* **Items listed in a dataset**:

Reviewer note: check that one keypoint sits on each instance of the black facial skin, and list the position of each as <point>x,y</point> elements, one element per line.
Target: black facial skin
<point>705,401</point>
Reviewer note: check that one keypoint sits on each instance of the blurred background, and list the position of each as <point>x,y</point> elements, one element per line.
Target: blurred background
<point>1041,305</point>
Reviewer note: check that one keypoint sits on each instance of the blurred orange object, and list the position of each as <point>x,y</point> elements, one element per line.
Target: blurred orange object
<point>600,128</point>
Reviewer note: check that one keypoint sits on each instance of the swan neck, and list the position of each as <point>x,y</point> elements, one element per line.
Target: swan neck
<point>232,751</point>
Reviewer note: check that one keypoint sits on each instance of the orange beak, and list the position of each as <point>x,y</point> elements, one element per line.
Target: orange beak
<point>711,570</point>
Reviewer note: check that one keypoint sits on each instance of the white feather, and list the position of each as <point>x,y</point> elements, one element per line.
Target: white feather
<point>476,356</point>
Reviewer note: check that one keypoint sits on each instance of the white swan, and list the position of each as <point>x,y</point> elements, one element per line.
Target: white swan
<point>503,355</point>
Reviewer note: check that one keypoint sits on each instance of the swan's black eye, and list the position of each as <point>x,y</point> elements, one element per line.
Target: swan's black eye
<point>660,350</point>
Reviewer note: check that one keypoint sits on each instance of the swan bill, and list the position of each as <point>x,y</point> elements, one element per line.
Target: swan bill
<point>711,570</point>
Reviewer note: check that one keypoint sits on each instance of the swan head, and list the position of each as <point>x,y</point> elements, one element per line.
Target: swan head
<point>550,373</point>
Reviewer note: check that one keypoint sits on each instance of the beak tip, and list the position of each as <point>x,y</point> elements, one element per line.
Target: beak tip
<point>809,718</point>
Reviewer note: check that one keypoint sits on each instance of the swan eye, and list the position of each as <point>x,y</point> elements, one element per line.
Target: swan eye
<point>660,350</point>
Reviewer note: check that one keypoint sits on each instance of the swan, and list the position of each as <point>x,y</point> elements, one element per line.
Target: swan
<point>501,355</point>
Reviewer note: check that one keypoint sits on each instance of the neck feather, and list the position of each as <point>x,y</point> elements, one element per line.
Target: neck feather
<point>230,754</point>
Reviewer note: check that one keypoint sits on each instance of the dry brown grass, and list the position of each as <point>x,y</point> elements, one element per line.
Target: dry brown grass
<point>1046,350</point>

* **About this exercise**:
Transcribe exactly, please, the lines from the one with "swan head, and" to the last line of the entries above, ends included.

* **Output**:
Reviewer note: check that one keypoint sits on each instance of the swan head, and list the position of each as <point>x,y</point> elements, one element per line.
Target: swan head
<point>550,373</point>
Reviewer note: check that one keypoint sits on each instance of the beak tip, and list the position of each as <point>x,y</point> elements, one element per line.
Target: beak tip
<point>809,718</point>
Reviewer note: check that one keypoint sits on each instance of the swan eye, and list the position of each as <point>x,y</point> elements, one element per line.
Target: swan eye
<point>660,350</point>
Reviewer note: check that one keypoint sits on each instance of the swan, and list the position of each as <point>x,y</point> elements, one element per line.
Target: swan
<point>501,355</point>
Reviewer note: check that one keypoint sits on each instance of the neck feather, and list the position of each as <point>x,y</point> elements, one element per line.
Target: neck feather
<point>230,754</point>
Reviewer note: check that one keypoint sits on each instance of the dry brown grass, and list the position of each as <point>x,y</point> elements, one element per line.
Target: dry brown grass
<point>1046,350</point>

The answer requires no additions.